#### [Exercise objective]
Update the listing below, swapping "Reviewer note" for "Annotator note" wherever it appears and keeping everything else the same.

#### [Input for this task]
— Start —
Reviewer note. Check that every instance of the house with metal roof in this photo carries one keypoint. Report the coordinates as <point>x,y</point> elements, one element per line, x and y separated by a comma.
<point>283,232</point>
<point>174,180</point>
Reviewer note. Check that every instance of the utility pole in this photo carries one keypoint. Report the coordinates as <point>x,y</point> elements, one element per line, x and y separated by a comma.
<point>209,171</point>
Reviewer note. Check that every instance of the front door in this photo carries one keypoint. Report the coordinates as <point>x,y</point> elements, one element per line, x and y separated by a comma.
— End —
#### [Right answer]
Annotator note. Check that every instance of the house with metal roof in this photo carries one keypoint. Report the coordinates as <point>x,y</point> elements, one element per line, x and y separated by a comma.
<point>283,232</point>
<point>174,180</point>
Annotator note. Check that every instance of the utility pole in this photo carries one keypoint. Report the coordinates as <point>x,y</point> elements, one element per line, x and y separated by a comma.
<point>209,171</point>
Annotator note. Check that every instance of the front door in this photo carries one keypoint. Report the coordinates as <point>x,y</point> elements, one element per line, x and y separated by a comma.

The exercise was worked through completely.